* _EXCERPT_
'''

Volvo profits plummet on rising material costs

Swedish automaker Volvo Cars said on Thursday that rising raw material costs and inflation had driven down profits in the third quarter.

Volvo profits plummet on rising material costs

The group posted a net profit of 665 million kronor ($61 million) in the July-September period, a drop of 71 percent compared to 2.3 billion kronor during the same quarter a year ago.

The figure was far below analysts’ forecasts of between 2.15 and 2.19 billion kronor, according to Bloomberg and Factset.

The company’s share price was down by around seven percent in midday trading on the Stockholm stock exchange.

Chief executive Jim Rowan said the company was hit hard by rising raw material prices, record inflation, higher interest rates and the war in Ukraine.

“The macroeconomic uncertainties around the world weighed on our third quarter performance”, he said in a statement.

Revenue meanwhile rolled in slightly higher than analysts’ expectations, rising by 30 percent to 79.3 billion kronor, boosted by “robust” demand for the company’s SUVs.

Analysts had predicted third quarter sales of between 78.1 and 78.7 billion kronor.

Retail sales declined however in some markets, including its main markets Europe and the United States, where the number of vehicles sold fell by 14 and 32 percent respectively.

'''

* _RECORD SET_
'''

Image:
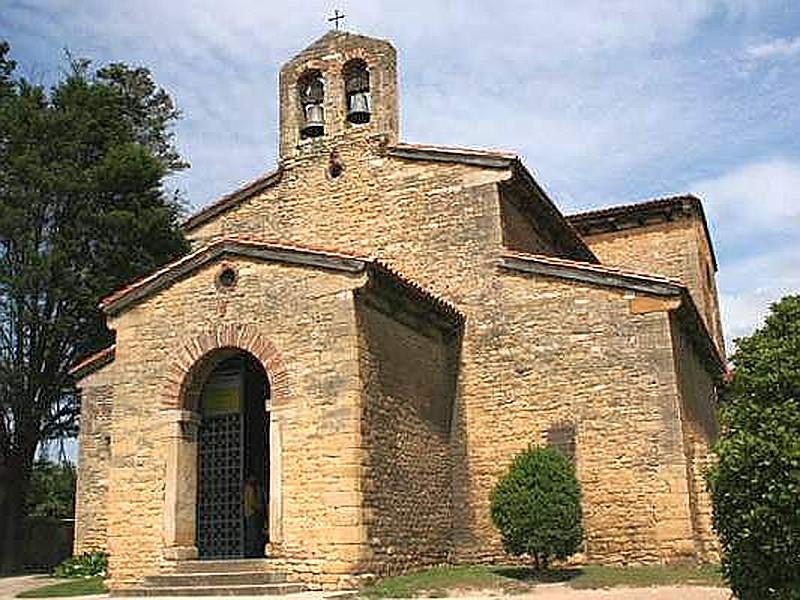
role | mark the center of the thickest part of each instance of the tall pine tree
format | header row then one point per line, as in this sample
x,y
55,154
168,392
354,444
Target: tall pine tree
x,y
83,210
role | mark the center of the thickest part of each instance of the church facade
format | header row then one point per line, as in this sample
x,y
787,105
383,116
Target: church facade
x,y
333,380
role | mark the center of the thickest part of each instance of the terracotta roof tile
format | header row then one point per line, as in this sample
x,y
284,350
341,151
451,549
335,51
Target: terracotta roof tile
x,y
90,363
594,267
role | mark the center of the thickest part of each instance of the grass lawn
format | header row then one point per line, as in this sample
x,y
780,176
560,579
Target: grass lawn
x,y
443,581
68,587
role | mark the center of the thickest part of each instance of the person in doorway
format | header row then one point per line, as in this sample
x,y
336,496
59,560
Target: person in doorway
x,y
253,518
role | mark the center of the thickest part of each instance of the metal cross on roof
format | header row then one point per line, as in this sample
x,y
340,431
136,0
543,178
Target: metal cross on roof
x,y
336,17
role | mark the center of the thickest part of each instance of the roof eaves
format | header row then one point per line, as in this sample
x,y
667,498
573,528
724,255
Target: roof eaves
x,y
232,199
448,312
224,247
630,211
93,363
590,273
522,171
492,159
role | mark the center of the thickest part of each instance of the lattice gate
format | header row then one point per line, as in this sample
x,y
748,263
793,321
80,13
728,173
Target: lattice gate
x,y
220,531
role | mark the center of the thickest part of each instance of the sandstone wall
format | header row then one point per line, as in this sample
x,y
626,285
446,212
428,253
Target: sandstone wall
x,y
698,415
307,315
408,375
94,445
567,354
520,232
677,249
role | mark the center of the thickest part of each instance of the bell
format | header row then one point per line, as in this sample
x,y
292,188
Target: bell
x,y
358,108
315,121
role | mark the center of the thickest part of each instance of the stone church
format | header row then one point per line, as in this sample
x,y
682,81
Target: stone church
x,y
330,384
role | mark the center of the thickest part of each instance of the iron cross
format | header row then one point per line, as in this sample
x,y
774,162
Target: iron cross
x,y
336,17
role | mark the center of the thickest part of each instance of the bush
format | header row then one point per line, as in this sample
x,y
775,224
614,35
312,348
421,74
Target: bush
x,y
755,485
537,507
85,565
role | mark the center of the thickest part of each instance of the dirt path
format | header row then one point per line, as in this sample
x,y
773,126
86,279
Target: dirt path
x,y
11,586
561,591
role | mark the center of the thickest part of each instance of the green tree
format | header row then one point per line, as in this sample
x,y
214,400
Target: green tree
x,y
537,507
52,490
755,485
83,210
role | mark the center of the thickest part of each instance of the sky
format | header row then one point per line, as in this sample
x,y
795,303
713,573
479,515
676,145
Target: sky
x,y
606,101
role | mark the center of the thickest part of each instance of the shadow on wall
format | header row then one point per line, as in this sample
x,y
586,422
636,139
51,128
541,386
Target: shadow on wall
x,y
44,543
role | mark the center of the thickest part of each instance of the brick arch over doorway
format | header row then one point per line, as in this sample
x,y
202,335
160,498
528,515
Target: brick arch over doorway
x,y
190,368
196,359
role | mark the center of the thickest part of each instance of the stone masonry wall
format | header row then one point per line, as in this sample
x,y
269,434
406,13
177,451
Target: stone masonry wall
x,y
440,224
698,408
408,376
677,249
308,316
94,444
569,353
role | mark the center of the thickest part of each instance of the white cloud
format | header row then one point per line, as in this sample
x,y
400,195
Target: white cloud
x,y
755,213
761,197
777,48
611,100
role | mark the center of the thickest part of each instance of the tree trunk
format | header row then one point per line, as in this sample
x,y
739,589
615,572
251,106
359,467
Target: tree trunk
x,y
15,477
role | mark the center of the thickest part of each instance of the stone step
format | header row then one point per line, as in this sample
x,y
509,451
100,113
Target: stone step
x,y
220,579
224,565
266,589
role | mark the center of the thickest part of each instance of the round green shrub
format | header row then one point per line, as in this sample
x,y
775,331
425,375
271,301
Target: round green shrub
x,y
536,507
86,565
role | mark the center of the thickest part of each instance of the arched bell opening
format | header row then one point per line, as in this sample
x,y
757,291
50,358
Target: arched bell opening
x,y
311,89
356,88
232,504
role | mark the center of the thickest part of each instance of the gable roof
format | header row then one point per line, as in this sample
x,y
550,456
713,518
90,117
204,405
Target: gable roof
x,y
500,159
595,274
93,362
641,214
230,200
272,252
227,246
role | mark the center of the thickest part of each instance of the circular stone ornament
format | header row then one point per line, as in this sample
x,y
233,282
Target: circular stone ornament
x,y
227,277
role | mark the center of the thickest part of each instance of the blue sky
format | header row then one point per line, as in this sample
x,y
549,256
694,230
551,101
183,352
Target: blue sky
x,y
607,101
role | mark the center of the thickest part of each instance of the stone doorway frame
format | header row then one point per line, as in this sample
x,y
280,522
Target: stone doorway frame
x,y
195,361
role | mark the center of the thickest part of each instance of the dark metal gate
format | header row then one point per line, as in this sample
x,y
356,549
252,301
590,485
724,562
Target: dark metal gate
x,y
220,531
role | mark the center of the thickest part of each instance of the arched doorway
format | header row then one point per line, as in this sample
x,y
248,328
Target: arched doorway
x,y
233,459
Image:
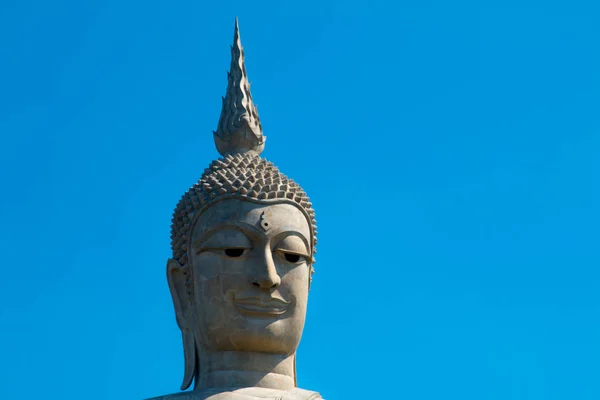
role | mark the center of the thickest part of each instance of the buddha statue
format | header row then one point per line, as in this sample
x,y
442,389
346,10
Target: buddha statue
x,y
243,240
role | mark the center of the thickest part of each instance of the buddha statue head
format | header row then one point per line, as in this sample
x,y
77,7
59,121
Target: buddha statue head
x,y
243,241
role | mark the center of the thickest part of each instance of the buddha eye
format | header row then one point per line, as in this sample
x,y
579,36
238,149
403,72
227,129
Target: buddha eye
x,y
235,252
292,258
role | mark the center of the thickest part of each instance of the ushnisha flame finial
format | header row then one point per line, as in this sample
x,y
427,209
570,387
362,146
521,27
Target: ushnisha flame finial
x,y
239,130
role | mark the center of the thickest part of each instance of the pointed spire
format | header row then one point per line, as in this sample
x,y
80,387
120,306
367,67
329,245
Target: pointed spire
x,y
239,129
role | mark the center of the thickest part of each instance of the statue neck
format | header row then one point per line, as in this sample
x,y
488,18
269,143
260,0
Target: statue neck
x,y
237,369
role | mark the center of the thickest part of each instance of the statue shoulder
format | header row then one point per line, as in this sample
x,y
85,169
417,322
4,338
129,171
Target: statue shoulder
x,y
178,396
244,394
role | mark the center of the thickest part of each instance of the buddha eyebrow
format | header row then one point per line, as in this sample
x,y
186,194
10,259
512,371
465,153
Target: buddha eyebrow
x,y
242,227
283,234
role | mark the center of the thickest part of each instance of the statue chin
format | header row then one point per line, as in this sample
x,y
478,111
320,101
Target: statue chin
x,y
243,243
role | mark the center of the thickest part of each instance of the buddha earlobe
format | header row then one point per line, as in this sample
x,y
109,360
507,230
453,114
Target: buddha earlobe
x,y
184,313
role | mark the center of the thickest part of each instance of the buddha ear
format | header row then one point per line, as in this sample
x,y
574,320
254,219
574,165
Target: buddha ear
x,y
179,293
184,314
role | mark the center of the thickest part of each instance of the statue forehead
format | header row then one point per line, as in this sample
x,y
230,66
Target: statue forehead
x,y
275,215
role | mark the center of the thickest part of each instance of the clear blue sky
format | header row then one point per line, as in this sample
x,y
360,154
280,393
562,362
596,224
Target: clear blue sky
x,y
451,150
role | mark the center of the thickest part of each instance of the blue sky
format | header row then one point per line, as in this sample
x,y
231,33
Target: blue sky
x,y
451,151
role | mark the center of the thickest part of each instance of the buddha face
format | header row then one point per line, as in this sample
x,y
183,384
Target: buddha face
x,y
250,276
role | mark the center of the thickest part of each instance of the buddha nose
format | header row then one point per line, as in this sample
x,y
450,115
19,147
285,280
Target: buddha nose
x,y
266,276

'''

* _WHAT YOU NEED TO DO_
Go on with the article on Volvo's profit drop, starting right after its last sentence. These records were taken from a different source than the article above.

* _RESULT OF THIS EXERCISE_
The carmaker insisted however that its order book remained solid.

Volvo Cars, which aims to have an all-electric fleet by 2030, also reported “sharp pick-up” for its fully-electric vehicles at the end of the quarter, especially in September.

It said sales of fully-electric cars soared by 87 percent in the third quarter, accounting for seven percent of its total sales during the period.

The company, a subsidiary of Chinese group Geely, said manufacturing output continued to improve in the third quarter, but “unforeseen factors” such as power outages and Covid-19 related lockdowns in China “slowed down the pace of normalisation”.

It expected production, wholesale and retail growth in the second half of the year.

“For the full year 2022, we expect slightly lower wholesale volumes than 2021, assuming no further major supply chain disturbances. Wholesale and retail volumes will be on similar levels”, it said.